==== Input material ====
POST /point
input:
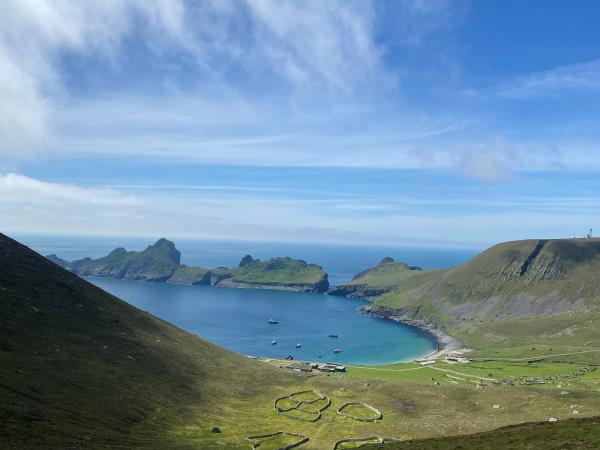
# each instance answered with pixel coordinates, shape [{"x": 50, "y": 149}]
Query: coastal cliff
[
  {"x": 525, "y": 294},
  {"x": 161, "y": 262},
  {"x": 377, "y": 280}
]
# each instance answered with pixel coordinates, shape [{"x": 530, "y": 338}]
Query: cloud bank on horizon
[{"x": 435, "y": 88}]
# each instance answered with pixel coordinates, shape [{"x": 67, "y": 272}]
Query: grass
[
  {"x": 569, "y": 434},
  {"x": 385, "y": 274},
  {"x": 278, "y": 271},
  {"x": 80, "y": 368}
]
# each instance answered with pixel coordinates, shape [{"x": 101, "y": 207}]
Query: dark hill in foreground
[{"x": 79, "y": 367}]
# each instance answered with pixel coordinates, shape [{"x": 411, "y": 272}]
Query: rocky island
[
  {"x": 529, "y": 294},
  {"x": 375, "y": 281},
  {"x": 161, "y": 262}
]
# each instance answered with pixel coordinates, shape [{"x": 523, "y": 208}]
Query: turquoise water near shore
[{"x": 237, "y": 318}]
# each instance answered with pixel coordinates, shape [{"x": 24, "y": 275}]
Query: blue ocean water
[{"x": 237, "y": 318}]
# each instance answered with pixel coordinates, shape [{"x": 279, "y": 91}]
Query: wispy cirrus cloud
[
  {"x": 209, "y": 64},
  {"x": 583, "y": 78}
]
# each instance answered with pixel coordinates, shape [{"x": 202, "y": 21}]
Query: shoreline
[{"x": 445, "y": 342}]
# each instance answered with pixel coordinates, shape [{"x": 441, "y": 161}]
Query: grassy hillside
[
  {"x": 571, "y": 434},
  {"x": 541, "y": 293},
  {"x": 80, "y": 368},
  {"x": 372, "y": 282},
  {"x": 157, "y": 262},
  {"x": 161, "y": 262},
  {"x": 79, "y": 365},
  {"x": 284, "y": 271}
]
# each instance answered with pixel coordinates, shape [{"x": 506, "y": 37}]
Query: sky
[{"x": 424, "y": 122}]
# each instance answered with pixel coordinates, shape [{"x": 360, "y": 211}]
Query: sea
[{"x": 237, "y": 319}]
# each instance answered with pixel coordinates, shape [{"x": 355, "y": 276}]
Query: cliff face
[
  {"x": 275, "y": 273},
  {"x": 158, "y": 262},
  {"x": 512, "y": 293},
  {"x": 161, "y": 262},
  {"x": 377, "y": 280}
]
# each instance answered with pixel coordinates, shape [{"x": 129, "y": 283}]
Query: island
[
  {"x": 161, "y": 262},
  {"x": 516, "y": 298},
  {"x": 377, "y": 280}
]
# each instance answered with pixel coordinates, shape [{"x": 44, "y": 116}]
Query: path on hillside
[{"x": 535, "y": 356}]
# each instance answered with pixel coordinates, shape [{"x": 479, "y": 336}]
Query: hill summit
[{"x": 161, "y": 262}]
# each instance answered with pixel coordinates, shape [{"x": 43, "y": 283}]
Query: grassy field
[
  {"x": 80, "y": 368},
  {"x": 572, "y": 434}
]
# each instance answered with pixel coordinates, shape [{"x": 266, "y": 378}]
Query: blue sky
[{"x": 410, "y": 121}]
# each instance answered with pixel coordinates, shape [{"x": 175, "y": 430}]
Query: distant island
[
  {"x": 161, "y": 262},
  {"x": 529, "y": 294}
]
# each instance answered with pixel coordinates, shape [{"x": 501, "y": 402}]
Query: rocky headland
[{"x": 161, "y": 262}]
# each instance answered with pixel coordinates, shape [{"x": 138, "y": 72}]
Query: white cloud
[
  {"x": 583, "y": 77},
  {"x": 33, "y": 36},
  {"x": 320, "y": 53},
  {"x": 20, "y": 190},
  {"x": 486, "y": 164}
]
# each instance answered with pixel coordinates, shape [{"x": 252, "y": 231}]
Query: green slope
[
  {"x": 571, "y": 434},
  {"x": 161, "y": 262},
  {"x": 510, "y": 298},
  {"x": 274, "y": 272},
  {"x": 157, "y": 262},
  {"x": 81, "y": 367},
  {"x": 372, "y": 282}
]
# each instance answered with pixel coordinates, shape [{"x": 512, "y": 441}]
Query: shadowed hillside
[
  {"x": 572, "y": 434},
  {"x": 81, "y": 366},
  {"x": 515, "y": 293}
]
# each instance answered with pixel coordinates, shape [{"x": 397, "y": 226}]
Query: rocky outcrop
[
  {"x": 158, "y": 262},
  {"x": 375, "y": 281},
  {"x": 162, "y": 262},
  {"x": 357, "y": 291}
]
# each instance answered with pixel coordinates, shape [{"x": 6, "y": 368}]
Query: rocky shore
[
  {"x": 161, "y": 262},
  {"x": 445, "y": 342}
]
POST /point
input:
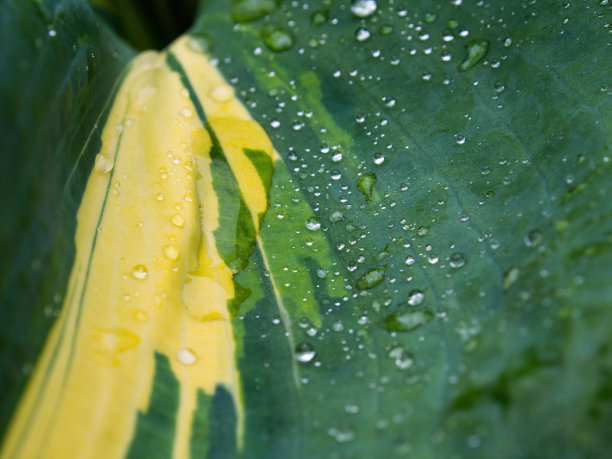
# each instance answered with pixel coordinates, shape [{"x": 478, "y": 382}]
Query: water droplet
[
  {"x": 371, "y": 279},
  {"x": 422, "y": 231},
  {"x": 304, "y": 352},
  {"x": 103, "y": 164},
  {"x": 140, "y": 272},
  {"x": 363, "y": 8},
  {"x": 403, "y": 359},
  {"x": 456, "y": 260},
  {"x": 366, "y": 184},
  {"x": 178, "y": 221},
  {"x": 186, "y": 356},
  {"x": 313, "y": 224},
  {"x": 319, "y": 17},
  {"x": 533, "y": 238},
  {"x": 415, "y": 297},
  {"x": 407, "y": 321},
  {"x": 510, "y": 277},
  {"x": 171, "y": 252},
  {"x": 476, "y": 50},
  {"x": 336, "y": 217},
  {"x": 278, "y": 38},
  {"x": 222, "y": 93},
  {"x": 362, "y": 34}
]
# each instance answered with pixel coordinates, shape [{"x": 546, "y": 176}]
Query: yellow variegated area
[{"x": 147, "y": 276}]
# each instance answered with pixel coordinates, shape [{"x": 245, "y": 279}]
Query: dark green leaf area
[
  {"x": 154, "y": 433},
  {"x": 490, "y": 198},
  {"x": 60, "y": 70}
]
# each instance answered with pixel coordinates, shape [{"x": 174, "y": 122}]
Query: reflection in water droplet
[
  {"x": 457, "y": 260},
  {"x": 415, "y": 297},
  {"x": 140, "y": 272},
  {"x": 304, "y": 352},
  {"x": 186, "y": 356}
]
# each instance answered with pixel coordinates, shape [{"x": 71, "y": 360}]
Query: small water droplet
[
  {"x": 457, "y": 260},
  {"x": 313, "y": 224},
  {"x": 402, "y": 358},
  {"x": 363, "y": 8},
  {"x": 140, "y": 272},
  {"x": 186, "y": 356},
  {"x": 415, "y": 297},
  {"x": 304, "y": 352},
  {"x": 278, "y": 38},
  {"x": 371, "y": 279},
  {"x": 171, "y": 252},
  {"x": 362, "y": 34},
  {"x": 319, "y": 17},
  {"x": 533, "y": 238},
  {"x": 103, "y": 164}
]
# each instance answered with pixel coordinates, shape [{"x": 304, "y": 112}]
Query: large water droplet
[
  {"x": 140, "y": 272},
  {"x": 304, "y": 352},
  {"x": 277, "y": 38},
  {"x": 476, "y": 50},
  {"x": 103, "y": 164},
  {"x": 415, "y": 297},
  {"x": 510, "y": 277},
  {"x": 363, "y": 8},
  {"x": 371, "y": 279},
  {"x": 366, "y": 184},
  {"x": 456, "y": 260}
]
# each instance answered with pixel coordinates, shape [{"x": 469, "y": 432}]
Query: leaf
[{"x": 484, "y": 240}]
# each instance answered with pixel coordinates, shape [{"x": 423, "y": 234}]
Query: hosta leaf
[{"x": 430, "y": 278}]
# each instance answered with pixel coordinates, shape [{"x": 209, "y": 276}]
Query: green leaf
[{"x": 431, "y": 278}]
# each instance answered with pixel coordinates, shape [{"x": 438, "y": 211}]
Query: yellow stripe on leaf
[{"x": 148, "y": 277}]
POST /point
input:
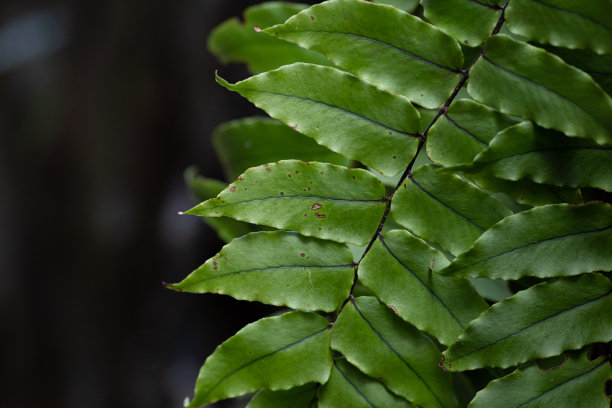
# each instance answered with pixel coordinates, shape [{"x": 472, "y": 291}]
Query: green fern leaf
[
  {"x": 298, "y": 397},
  {"x": 463, "y": 131},
  {"x": 381, "y": 345},
  {"x": 250, "y": 142},
  {"x": 339, "y": 111},
  {"x": 547, "y": 241},
  {"x": 279, "y": 268},
  {"x": 452, "y": 17},
  {"x": 577, "y": 383},
  {"x": 275, "y": 353},
  {"x": 430, "y": 199},
  {"x": 539, "y": 322},
  {"x": 382, "y": 45},
  {"x": 399, "y": 269},
  {"x": 233, "y": 41},
  {"x": 563, "y": 23},
  {"x": 526, "y": 81},
  {"x": 315, "y": 199},
  {"x": 349, "y": 387},
  {"x": 549, "y": 157}
]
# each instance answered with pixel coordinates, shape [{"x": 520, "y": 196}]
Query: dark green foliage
[{"x": 386, "y": 256}]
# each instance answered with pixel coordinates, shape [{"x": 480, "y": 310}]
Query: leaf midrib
[
  {"x": 539, "y": 85},
  {"x": 284, "y": 197},
  {"x": 406, "y": 363},
  {"x": 531, "y": 244},
  {"x": 260, "y": 358},
  {"x": 270, "y": 268},
  {"x": 579, "y": 15},
  {"x": 532, "y": 325},
  {"x": 430, "y": 290},
  {"x": 344, "y": 376},
  {"x": 386, "y": 44},
  {"x": 415, "y": 135},
  {"x": 445, "y": 205},
  {"x": 564, "y": 383}
]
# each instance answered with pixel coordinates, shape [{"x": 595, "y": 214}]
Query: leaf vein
[
  {"x": 563, "y": 383},
  {"x": 337, "y": 108},
  {"x": 532, "y": 325},
  {"x": 433, "y": 293},
  {"x": 445, "y": 205},
  {"x": 386, "y": 44},
  {"x": 386, "y": 343},
  {"x": 534, "y": 243},
  {"x": 234, "y": 371}
]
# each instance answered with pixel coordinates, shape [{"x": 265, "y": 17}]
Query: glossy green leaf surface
[
  {"x": 400, "y": 270},
  {"x": 349, "y": 387},
  {"x": 430, "y": 198},
  {"x": 547, "y": 241},
  {"x": 524, "y": 191},
  {"x": 250, "y": 142},
  {"x": 204, "y": 188},
  {"x": 275, "y": 353},
  {"x": 315, "y": 199},
  {"x": 383, "y": 45},
  {"x": 470, "y": 22},
  {"x": 464, "y": 131},
  {"x": 339, "y": 111},
  {"x": 563, "y": 23},
  {"x": 522, "y": 80},
  {"x": 539, "y": 322},
  {"x": 546, "y": 156},
  {"x": 279, "y": 268},
  {"x": 406, "y": 5},
  {"x": 577, "y": 383},
  {"x": 304, "y": 396},
  {"x": 599, "y": 67},
  {"x": 380, "y": 344},
  {"x": 234, "y": 41}
]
====
## Aim of the task
Answer with the exact lines running from the one that contains "Query: leaf vein" through the last line of the data. Include no other line.

## Reply to the task
Query: leaf vein
[
  {"x": 563, "y": 383},
  {"x": 337, "y": 108},
  {"x": 532, "y": 325},
  {"x": 433, "y": 293},
  {"x": 445, "y": 205},
  {"x": 386, "y": 44},
  {"x": 386, "y": 343},
  {"x": 534, "y": 243},
  {"x": 234, "y": 371}
]
# each instance answered with pixel coordinates, shape [{"x": 265, "y": 17}]
Query: glossy green leaf surface
[
  {"x": 400, "y": 270},
  {"x": 349, "y": 387},
  {"x": 430, "y": 198},
  {"x": 547, "y": 241},
  {"x": 524, "y": 191},
  {"x": 250, "y": 142},
  {"x": 204, "y": 188},
  {"x": 275, "y": 353},
  {"x": 315, "y": 199},
  {"x": 383, "y": 45},
  {"x": 470, "y": 22},
  {"x": 464, "y": 131},
  {"x": 339, "y": 111},
  {"x": 563, "y": 23},
  {"x": 522, "y": 80},
  {"x": 539, "y": 322},
  {"x": 546, "y": 156},
  {"x": 279, "y": 268},
  {"x": 406, "y": 5},
  {"x": 577, "y": 383},
  {"x": 304, "y": 396},
  {"x": 599, "y": 67},
  {"x": 380, "y": 344},
  {"x": 234, "y": 41}
]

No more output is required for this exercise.